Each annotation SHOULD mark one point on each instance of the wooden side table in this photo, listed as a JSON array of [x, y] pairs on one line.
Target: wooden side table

....

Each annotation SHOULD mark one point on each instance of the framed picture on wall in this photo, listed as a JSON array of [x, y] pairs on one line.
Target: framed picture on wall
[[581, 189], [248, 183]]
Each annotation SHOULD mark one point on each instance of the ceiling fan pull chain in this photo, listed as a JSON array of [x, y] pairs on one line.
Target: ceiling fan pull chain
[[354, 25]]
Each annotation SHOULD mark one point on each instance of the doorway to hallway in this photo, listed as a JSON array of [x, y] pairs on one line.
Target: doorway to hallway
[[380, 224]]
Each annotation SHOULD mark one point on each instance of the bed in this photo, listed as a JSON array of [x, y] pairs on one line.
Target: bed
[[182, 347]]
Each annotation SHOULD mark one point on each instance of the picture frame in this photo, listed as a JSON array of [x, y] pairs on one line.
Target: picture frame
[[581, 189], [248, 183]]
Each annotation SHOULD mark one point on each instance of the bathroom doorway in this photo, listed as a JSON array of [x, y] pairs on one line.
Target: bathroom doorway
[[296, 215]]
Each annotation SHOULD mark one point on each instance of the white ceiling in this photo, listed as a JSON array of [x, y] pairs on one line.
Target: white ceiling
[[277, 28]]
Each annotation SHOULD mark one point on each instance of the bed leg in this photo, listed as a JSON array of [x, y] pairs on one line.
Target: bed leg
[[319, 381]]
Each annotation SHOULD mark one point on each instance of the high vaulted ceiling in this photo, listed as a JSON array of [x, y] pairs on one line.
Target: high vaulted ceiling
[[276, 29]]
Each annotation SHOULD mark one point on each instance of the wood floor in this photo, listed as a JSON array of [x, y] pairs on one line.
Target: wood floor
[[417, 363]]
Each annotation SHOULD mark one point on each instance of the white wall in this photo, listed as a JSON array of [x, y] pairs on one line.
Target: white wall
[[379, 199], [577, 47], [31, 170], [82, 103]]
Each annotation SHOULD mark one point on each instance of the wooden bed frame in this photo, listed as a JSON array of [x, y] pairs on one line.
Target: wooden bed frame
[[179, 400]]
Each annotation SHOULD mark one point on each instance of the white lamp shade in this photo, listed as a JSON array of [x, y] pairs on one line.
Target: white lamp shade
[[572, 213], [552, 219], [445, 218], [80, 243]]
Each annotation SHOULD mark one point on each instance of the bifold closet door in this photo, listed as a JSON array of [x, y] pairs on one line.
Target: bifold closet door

....

### How to complete this task
In the listing above, locate the line with "of the picture" and the line with "Target: bifold closet door", then extract exactly those lines and every line between them, and nothing more.

### Exercise output
Each annotation SHOULD mark one point on each instance of the picture frame in this photo, listed as a JSON array of [x, y] pairs on one line.
Target: picture frame
[[581, 189], [248, 183]]
Each annotation SHOULD mark one point on each instance of the bathroom doorway in this photo, listed as a JSON array of [x, y] pairs on one line.
Target: bathroom doorway
[[296, 215]]
Each annotation SHOULD mark one point on each instance of the white ceiling in this photo, listed as a JSON array of [x, y] pairs on one line.
Target: white ceiling
[[277, 28]]
Each annotation SHOULD mark one point on each instance of the bed leg in this photo, listed as a JSON array of [x, y] pairs on one line.
Target: bed leg
[[319, 381]]
Each annotation SHOULD mark one point on each instance of the high vaulted ceiling in this photo, listed as a JSON array of [x, y] pairs on one line.
Target: high vaulted ceiling
[[276, 29]]
Each annotation SHOULD mark one point on each instance of the wood floor in this photo, listed as a JSON array of [x, y] pairs on one line.
Target: wood floor
[[417, 363]]
Each annotation SHOULD mark one point on each instance of the white wall in this photo, listed as a JSON array of [x, y] pairs on one line.
Target: white wall
[[379, 199], [577, 47], [31, 170], [82, 103]]
Each annotation SHOULD mark one point on each instance of the wooden bed frame in this photo, listed as a JSON array of [x, y] pairs on one line.
Target: wooden bed frame
[[179, 400]]
Each annotation SHOULD mark one point on each instance of the white lamp shade in this photo, listed as a JSON array of [x, y] pairs on one line.
Target: white lamp shade
[[572, 213], [552, 219], [445, 218], [80, 243]]
Each annotation SHOULD mark one point on each instance of the bifold closet door in this photo, listed as a JSON array of [x, y] pairs on one line.
Target: bifold closet door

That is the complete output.